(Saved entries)
Start of Block

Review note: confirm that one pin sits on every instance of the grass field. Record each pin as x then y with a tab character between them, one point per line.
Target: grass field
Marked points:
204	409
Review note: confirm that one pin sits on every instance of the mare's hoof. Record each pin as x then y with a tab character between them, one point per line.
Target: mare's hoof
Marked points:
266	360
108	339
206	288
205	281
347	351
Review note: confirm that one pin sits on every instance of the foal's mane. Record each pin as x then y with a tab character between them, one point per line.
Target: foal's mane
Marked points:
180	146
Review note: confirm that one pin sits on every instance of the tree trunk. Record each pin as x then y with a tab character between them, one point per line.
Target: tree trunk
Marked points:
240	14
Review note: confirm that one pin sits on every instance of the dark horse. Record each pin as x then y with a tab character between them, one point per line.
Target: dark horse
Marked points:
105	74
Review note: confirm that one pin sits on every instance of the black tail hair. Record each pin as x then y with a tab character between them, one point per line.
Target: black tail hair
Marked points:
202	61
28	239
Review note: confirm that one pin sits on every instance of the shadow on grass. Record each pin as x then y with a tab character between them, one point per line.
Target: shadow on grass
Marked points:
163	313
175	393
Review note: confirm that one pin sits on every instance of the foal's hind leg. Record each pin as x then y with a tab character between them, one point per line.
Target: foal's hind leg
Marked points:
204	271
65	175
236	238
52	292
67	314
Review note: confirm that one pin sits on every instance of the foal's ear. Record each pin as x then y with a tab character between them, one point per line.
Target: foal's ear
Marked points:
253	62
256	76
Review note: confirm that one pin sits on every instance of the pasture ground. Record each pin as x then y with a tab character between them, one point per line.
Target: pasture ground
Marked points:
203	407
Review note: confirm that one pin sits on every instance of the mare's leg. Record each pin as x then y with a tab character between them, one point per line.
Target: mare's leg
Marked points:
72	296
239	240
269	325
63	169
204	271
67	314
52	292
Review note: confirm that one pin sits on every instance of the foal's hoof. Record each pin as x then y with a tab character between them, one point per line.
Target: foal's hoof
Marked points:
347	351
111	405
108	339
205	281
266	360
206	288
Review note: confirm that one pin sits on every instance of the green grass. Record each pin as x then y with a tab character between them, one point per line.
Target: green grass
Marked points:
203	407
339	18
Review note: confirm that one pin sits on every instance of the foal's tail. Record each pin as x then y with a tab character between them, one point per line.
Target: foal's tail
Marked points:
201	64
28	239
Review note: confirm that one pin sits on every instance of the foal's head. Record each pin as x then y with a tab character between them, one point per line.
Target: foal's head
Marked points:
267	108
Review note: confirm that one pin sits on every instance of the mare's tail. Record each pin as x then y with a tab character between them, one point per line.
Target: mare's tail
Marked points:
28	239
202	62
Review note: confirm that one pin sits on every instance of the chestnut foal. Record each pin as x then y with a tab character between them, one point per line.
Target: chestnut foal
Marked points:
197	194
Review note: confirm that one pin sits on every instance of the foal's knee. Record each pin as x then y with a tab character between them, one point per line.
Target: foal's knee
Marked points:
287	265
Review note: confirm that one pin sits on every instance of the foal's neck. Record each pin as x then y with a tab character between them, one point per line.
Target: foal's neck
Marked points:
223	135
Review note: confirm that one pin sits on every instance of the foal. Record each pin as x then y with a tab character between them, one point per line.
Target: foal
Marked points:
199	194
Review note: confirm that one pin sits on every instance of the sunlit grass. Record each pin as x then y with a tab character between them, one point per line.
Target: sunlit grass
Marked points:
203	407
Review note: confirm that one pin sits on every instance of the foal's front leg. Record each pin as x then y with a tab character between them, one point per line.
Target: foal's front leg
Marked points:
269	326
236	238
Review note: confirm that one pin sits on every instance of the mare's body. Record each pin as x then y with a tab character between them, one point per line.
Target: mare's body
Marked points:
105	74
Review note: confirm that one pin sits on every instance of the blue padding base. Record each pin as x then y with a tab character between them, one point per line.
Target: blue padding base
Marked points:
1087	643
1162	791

End of Block
Start of Block

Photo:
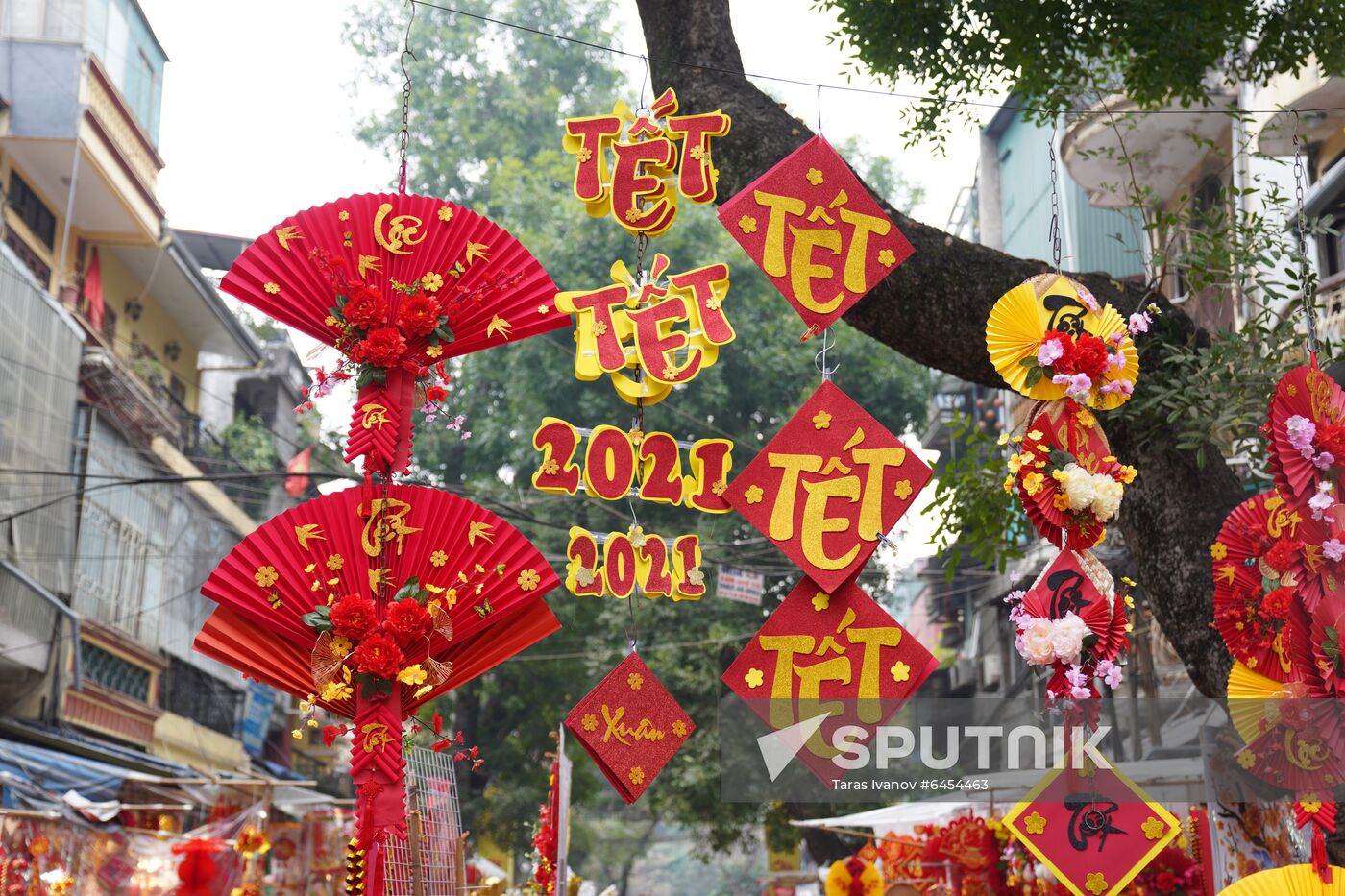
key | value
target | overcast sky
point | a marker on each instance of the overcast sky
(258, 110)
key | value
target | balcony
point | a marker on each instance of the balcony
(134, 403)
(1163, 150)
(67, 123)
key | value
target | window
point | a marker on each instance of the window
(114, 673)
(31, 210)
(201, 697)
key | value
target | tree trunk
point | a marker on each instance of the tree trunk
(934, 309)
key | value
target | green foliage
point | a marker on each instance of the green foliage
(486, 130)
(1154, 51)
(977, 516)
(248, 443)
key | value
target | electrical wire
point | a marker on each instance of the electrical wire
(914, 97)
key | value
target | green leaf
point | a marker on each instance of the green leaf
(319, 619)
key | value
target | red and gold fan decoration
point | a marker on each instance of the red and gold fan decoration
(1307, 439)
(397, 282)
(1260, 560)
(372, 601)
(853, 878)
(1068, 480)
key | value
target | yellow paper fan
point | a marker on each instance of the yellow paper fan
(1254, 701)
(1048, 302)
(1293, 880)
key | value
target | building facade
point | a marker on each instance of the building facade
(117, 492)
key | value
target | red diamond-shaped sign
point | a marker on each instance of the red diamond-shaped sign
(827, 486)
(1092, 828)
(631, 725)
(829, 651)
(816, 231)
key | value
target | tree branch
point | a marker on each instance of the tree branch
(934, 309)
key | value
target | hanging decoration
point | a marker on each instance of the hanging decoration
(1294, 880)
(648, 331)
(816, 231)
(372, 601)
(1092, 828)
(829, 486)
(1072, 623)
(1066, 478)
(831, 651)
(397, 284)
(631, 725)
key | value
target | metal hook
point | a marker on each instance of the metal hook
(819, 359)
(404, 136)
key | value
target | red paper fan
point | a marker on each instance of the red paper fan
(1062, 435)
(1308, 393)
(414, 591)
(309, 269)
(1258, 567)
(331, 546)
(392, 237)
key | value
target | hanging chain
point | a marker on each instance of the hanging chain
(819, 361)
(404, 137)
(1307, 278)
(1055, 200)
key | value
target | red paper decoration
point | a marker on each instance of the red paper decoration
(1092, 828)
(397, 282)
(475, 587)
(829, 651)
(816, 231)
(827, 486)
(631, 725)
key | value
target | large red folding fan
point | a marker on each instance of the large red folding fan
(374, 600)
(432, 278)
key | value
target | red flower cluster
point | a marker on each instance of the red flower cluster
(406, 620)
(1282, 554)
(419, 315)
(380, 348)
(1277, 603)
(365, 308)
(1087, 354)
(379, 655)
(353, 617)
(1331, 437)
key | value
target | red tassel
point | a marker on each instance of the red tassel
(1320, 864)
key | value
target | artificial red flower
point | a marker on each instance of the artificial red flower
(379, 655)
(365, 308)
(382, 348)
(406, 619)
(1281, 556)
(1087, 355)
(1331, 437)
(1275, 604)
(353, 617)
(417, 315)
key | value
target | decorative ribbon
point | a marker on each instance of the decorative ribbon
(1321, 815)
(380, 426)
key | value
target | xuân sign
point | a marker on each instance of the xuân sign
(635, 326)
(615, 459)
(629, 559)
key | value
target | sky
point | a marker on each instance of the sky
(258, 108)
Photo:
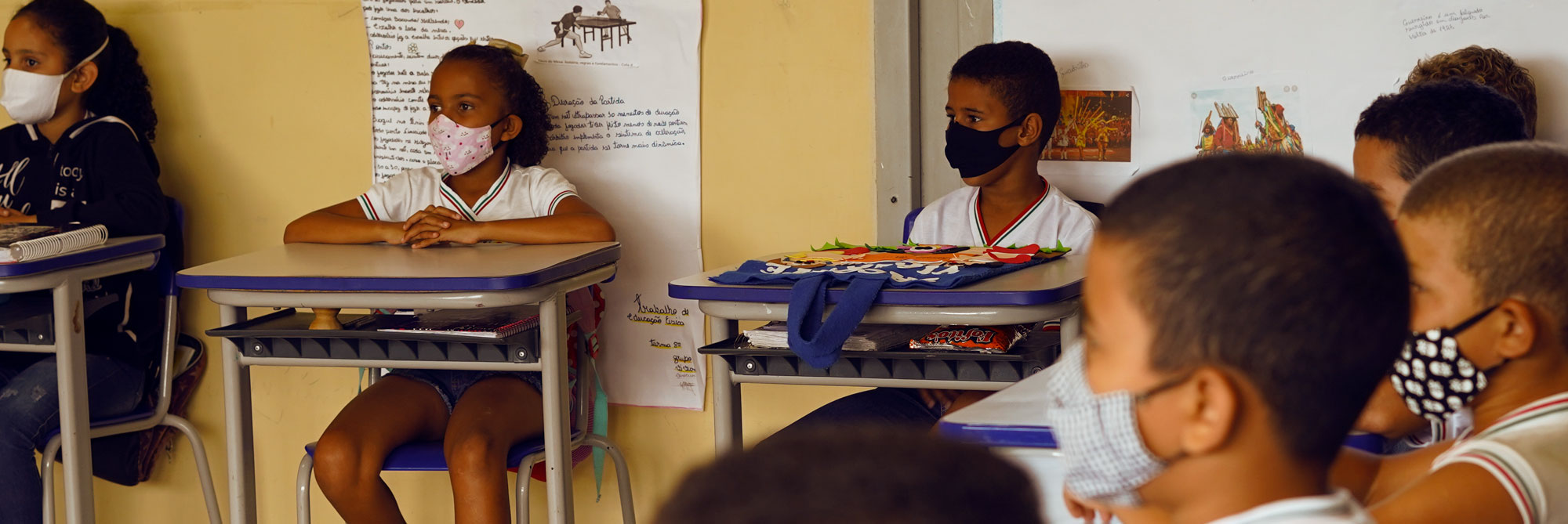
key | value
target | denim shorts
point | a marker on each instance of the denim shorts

End of Block

Problem to solve – Starting from the records above, filter out all lines except those containing the word "black".

Task answer –
Review note: confirm that one pin sits on every instance of the black tail hair. Record each pin as x then y with a tab character between them, one point per line.
Target: black tail hair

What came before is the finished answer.